Information provided

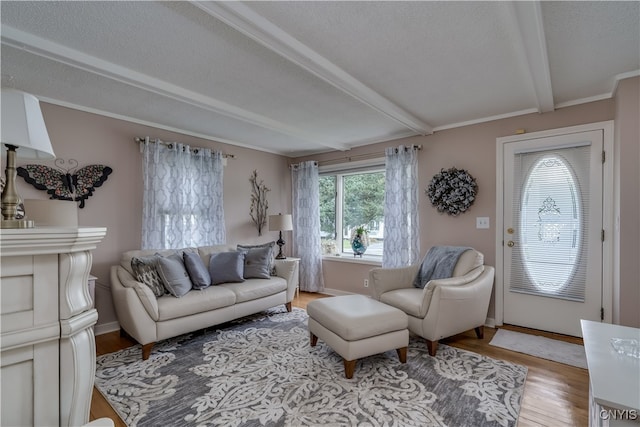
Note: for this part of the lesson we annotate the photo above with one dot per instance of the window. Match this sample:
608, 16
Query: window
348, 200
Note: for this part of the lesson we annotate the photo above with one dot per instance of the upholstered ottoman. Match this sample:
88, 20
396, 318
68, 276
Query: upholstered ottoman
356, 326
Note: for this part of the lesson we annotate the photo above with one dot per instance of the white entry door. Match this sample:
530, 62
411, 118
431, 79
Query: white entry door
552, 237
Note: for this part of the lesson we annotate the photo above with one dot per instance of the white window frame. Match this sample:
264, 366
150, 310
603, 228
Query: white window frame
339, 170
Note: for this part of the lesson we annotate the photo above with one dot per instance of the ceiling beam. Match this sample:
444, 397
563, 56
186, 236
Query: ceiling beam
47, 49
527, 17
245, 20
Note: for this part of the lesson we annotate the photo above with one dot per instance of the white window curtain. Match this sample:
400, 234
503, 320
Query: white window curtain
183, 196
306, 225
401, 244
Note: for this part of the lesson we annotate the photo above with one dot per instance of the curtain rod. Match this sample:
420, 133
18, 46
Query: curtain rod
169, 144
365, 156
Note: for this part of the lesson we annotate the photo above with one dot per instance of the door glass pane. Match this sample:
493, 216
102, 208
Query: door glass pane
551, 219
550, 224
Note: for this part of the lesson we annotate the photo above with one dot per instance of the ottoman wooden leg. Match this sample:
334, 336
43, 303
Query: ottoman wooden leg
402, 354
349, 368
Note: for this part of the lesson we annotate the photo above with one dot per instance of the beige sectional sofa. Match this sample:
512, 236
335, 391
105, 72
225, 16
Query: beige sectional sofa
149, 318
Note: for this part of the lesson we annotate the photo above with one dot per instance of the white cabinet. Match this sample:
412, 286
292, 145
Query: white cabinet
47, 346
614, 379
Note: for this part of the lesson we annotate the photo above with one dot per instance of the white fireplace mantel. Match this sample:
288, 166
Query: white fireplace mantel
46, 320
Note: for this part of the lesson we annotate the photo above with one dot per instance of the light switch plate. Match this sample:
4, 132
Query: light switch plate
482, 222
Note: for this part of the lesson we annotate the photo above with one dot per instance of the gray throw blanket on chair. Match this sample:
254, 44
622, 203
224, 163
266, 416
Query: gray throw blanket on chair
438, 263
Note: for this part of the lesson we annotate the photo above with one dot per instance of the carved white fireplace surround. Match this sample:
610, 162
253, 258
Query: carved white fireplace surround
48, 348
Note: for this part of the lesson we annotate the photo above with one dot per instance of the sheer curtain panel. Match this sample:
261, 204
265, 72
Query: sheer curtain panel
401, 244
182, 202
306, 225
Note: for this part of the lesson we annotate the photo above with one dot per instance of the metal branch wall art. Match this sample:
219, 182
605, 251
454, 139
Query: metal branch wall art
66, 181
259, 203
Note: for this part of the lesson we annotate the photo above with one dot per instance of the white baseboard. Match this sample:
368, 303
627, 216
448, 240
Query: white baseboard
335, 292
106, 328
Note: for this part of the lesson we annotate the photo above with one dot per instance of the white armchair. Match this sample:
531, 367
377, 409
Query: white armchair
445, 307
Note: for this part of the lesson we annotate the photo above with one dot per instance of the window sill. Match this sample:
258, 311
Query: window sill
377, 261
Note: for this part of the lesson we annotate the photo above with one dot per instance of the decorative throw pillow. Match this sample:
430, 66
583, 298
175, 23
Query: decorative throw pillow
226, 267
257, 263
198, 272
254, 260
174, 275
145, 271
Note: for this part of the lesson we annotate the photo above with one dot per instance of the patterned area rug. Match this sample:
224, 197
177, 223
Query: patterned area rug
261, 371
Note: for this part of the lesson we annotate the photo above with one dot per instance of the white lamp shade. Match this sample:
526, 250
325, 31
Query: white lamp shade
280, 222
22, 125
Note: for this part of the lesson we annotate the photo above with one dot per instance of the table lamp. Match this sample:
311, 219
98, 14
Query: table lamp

What the task asks
In the listing, find every line with the word "table" and return it.

Solution
Note: for this part of the lesson we annotate the photo above with one dot per instance of the table lamp. Match this sample:
Query: table lamp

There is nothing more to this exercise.